History & Culture

History & Culture

To learn more about History & Culture in Aqaba, please find from the items below ....

Ayla: The First Islamic City Built Outside the Arabian Peninsula

Step back in time and explore the Islamic city of Ayla, once an important stopping place for Egyptian pilgrims on their way to Mecca. Located in the heart of Aqaba’s seafront hotel district, you can see the remains of city walls, gates, a large mosque, and other buildings that played a pivotal role in the region's history.

Roman Church from the Fourth Century: A Window on the Byzantine Past of Aila

The Aqaba Church in Jordan is a 3rd-century historical marvel, regarded as the world's oldest-known purpose-built Christian church. Discovered in 1998, its architectural style includes a three-aisled basilica, and it predates other famed churches like the Holy Sepulchre in Jerusalem. Its location within the Roman Empire is likely to have saved it from destruction during the Great Persecution.

Aqaba Castle: A Chequered History

With origins dating back to the Mamluke Sultan Qanswah el-Ghawri's reign (1501-1517 AD), Aqaba Castle is a symbol of Jordan's rich past. Located along the Red Sea, this fort played a key role in defeating the Ottoman Empire. The fort underwent renovations under both Mamluk and Ottoman rule and functioned as a caravanserai and military barracks. Its main gate proudly bears the Hashemite Coat of Arms, reflecting its historical significance.

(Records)
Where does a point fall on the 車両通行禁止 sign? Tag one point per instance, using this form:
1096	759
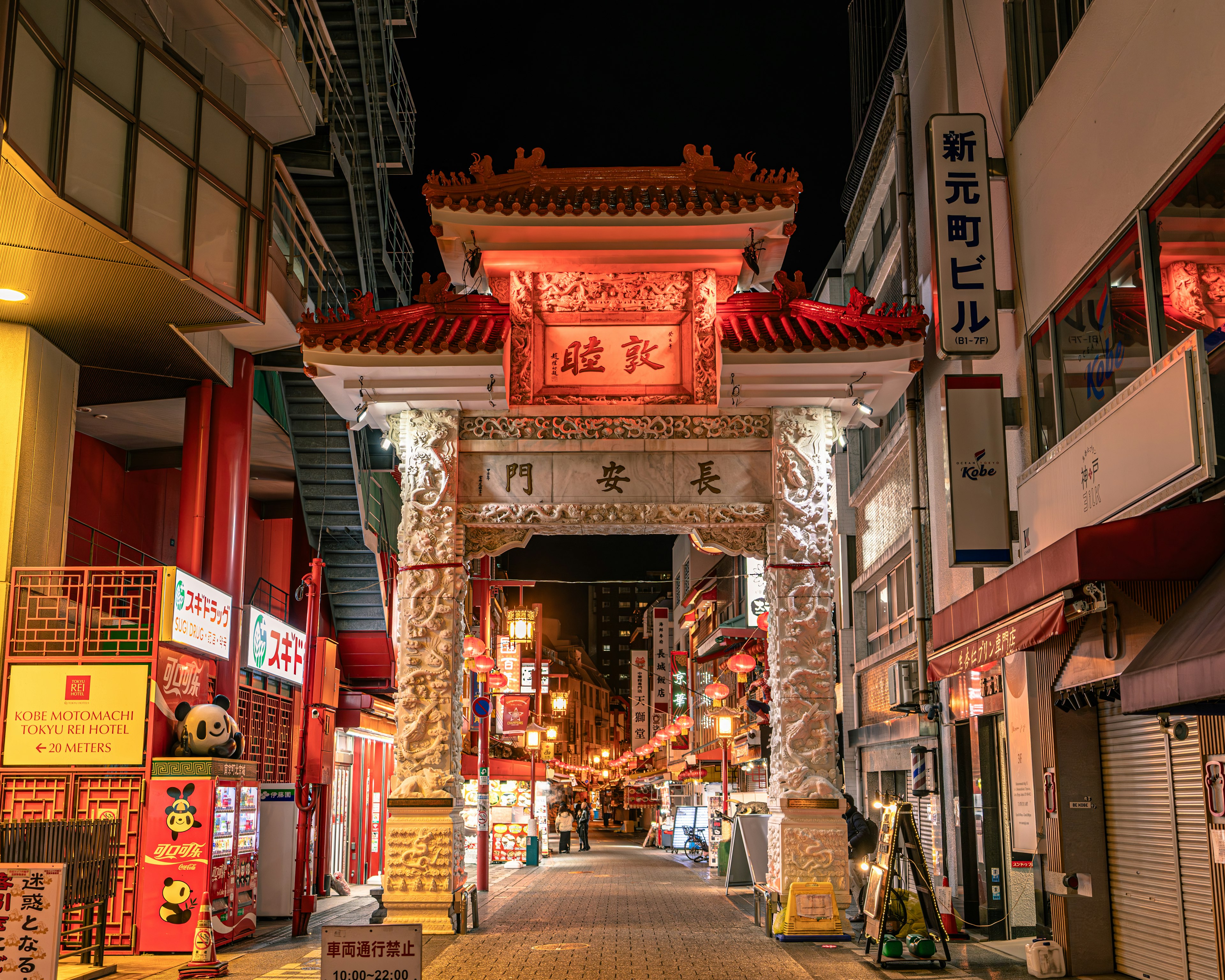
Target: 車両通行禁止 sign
372	952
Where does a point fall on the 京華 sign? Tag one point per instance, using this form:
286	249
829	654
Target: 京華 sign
274	647
195	614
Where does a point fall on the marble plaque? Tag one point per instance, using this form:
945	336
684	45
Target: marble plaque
618	477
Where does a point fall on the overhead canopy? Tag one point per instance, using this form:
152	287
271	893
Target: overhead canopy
1183	668
1179	544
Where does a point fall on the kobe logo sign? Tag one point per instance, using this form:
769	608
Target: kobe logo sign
978	468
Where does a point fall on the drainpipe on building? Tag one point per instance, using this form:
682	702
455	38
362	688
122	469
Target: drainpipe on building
902	159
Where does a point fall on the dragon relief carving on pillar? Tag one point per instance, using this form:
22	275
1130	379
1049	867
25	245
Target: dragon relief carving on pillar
428	706
519	363
800	596
706	345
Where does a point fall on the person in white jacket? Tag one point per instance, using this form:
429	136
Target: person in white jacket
565	825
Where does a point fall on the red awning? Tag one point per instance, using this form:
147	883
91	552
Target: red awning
1178	544
1018	633
501	768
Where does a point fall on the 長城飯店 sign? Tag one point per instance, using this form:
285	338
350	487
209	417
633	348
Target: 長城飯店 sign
79	715
195	614
963	250
976	471
274	647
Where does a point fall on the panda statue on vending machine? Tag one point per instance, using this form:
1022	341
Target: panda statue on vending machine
207	731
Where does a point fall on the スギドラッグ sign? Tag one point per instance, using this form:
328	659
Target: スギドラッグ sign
194	614
81	715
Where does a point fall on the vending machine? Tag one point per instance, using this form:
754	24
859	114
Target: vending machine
201	838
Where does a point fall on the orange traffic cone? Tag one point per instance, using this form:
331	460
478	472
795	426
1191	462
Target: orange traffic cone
204	963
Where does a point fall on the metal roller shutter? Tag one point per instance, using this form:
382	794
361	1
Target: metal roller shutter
1195	863
1148	853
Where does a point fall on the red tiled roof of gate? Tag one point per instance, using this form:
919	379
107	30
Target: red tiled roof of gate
776	322
696	187
782	320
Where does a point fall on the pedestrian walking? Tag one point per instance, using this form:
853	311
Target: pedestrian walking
581	821
862	837
565	825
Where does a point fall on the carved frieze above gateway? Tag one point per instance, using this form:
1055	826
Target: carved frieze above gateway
614	427
568	292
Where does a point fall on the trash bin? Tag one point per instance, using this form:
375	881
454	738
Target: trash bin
533	856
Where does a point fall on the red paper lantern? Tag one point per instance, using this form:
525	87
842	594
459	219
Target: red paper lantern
744	664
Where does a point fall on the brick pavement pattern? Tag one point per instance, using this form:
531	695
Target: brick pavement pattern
636	913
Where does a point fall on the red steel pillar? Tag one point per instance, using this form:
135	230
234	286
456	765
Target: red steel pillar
194	486
539	697
230	472
484	597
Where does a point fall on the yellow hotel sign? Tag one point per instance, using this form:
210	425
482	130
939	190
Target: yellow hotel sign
77	715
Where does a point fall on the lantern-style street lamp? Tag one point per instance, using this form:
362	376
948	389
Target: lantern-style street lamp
521	625
744	664
483	664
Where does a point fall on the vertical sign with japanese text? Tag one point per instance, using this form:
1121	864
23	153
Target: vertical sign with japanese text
976	471
640	707
963	250
661	679
31	909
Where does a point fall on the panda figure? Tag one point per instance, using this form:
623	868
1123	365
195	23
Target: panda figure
207	731
179	906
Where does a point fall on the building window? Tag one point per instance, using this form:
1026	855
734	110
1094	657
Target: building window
129	153
1093	347
1036	35
1187	227
891	607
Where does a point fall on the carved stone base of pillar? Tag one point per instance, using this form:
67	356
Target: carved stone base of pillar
424	864
808	843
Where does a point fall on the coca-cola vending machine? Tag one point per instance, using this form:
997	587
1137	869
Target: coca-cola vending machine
201	837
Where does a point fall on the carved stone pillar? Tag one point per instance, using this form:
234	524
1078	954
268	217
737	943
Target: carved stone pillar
808	835
426	840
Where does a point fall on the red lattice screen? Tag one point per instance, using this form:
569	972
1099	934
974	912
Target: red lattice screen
117	797
33	797
266	722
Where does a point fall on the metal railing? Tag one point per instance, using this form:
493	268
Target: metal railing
400	99
397	252
272	599
89	850
87	547
308	258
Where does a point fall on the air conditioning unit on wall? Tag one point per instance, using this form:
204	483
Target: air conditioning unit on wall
904	687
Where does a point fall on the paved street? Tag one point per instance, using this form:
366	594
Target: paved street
615	912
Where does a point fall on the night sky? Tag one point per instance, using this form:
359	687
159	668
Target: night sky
582	558
628	86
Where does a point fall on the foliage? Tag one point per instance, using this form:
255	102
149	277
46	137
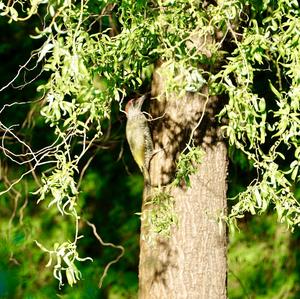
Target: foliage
98	52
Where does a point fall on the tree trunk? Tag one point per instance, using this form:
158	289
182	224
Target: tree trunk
191	263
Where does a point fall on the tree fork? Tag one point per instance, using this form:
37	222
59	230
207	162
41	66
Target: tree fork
191	263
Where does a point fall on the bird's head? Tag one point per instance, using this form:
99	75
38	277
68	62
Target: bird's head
134	106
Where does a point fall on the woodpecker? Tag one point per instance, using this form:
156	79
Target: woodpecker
138	136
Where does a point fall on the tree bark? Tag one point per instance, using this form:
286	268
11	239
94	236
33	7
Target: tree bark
191	263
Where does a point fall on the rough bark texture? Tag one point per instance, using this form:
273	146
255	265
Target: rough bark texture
191	264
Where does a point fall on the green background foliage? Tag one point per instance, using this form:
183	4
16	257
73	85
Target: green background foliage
87	57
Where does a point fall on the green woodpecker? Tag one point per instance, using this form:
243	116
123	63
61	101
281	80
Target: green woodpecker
138	135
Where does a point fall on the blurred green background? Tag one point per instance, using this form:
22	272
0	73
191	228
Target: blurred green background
263	256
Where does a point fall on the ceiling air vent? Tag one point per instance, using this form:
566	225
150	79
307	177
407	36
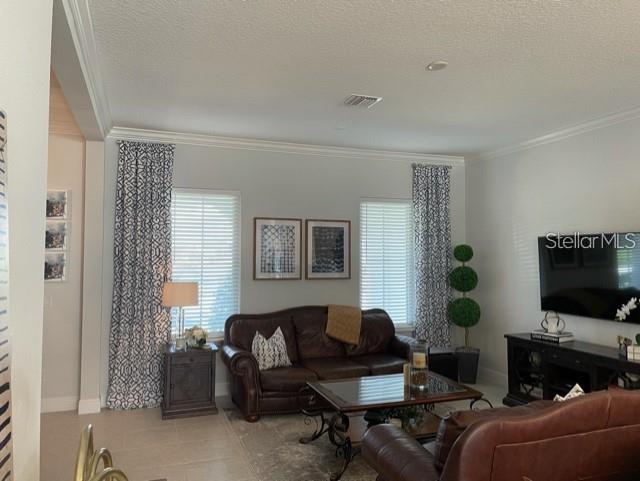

> [Set tasks]:
**1)** Copy out the stretch of the records from the line containing "Where does a point fall on the air" through the end of the records, leaving out the pictures.
**2)** Carry on the text about Aqaba's history and culture from the point where it stops.

> [Task answers]:
**1)**
Where does a point fall on the air conditioning unit on wall? Tag one point per instance, using this form:
204	483
Target: air conditioning unit on wall
904	687
Where does a point fall on the paved street? Tag one point per instance, using this form:
366	594
Target: paved street
615	912
Where does a point fall on the night sky? Tag one point per instance, using this form:
359	687
159	668
Target: night sky
582	558
628	86
Where does a point fall on the foliage? Tag one point per instance, using this form:
255	102
149	277
46	137
Target: foliage
98	52
Where does a point fall on the tree trunk? Tag one point per instance, using this form:
158	289
182	224
Target: tree trunk
191	263
Where does a point fall on the tree fork? Tag one point per instance, using this form:
37	222
59	230
207	162
41	66
Target: tree fork
191	263
Where does a point fall on the bird's head? Tag one point per instance, using this form:
99	75
38	277
68	62
Target: bird's head
134	106
Where does a point fall on the woodpecker? Tag one point per instance, using this form:
156	79
Target: woodpecker
138	136
Where does a point fall on the tree bark? Tag one point per instance, using this form:
286	268
11	239
94	236
33	7
Target: tree bark
191	263
Where does a point fall on the rough bark texture? Tag one point per instance, using this form:
273	146
255	265
Target: rough bark texture
191	264
Where does a point fall on the green background foliage? Tag one point per instance, using this form:
183	4
16	257
73	85
Target: green background foliage
87	57
Where does a point fall on the green woodpecker? Tag one point per instance, using this form:
243	116
123	63
61	101
281	80
Target: green woodpecker
138	135
Where does a point fall on the blurred green background? Tag one point per instance, using this form:
22	272
0	73
191	228
Target: blurred green background
263	256
Where does a point fall on the ceiling air vent? Tag one point per instance, using this form:
566	225
150	79
307	177
407	36

**2)**
House of Sharif Hussein Bin Ali: A Glimpse into Jordan's Royal Lineage

Explore the House of Sharif Hussein Bin Ali which was once the home of the great-great-grandfather of Jordan’s current King Abdullah II. He lived in the house for six months after the First World War.

Great Arab Revolt Plaza: Saluting the Flag of Arab Independence

The Great Arab Revolt Plaza is more than a historical landmark; it's a vibrant hub of activity and beauty. Featuring one of the world's tallest unsupported flagpoles, it commemorates the Great Arab Revolt and offers an enriching experience for visitors. The plaza is replete with open spaces and an 800-seat theatre, ideal for performances and celebrations, and overlooks the old port lighthouse. Two commercial complexes are home to museums showcasing Aqaba's rich heritage, along with an enticing array of restaurants and cafés. The newly established seaport nearby adds to the area's charm with fishing and glass-bottom boats, a fish market, and additional dining options.

Fishermen Harbour: Feel the Pulse of the Red Sea

Immerse yourself in the vibrant culture of Aqaba at Fishermen Harbour which you can access from the Castle and Plaza. By sunrise and before sunset, watch as the Aqabawi fishermen bring in their catch of the day and soak up the authentic atmosphere of the Red Sea.

Al Hafayer Beach: A Peaceful Escape with Traditional Cafes

Stroll to the heart of Aqaba to relax on Al Hafayer Beach. Enjoy a peaceful meal or some hubbly bubbly in one of the traditional cafes on the waterfront or take a walk along the tree-lined boulevards and explore the vegetable orchards cultivated by the locals.

Your Name in Sand

Aqaba's craftsmen create beautiful desert scenes in small bottles filled with sand, and they're happy to customize them with your name or your loved ones. This personalized souvenir is a unique way to cherish your visit to Aqaba.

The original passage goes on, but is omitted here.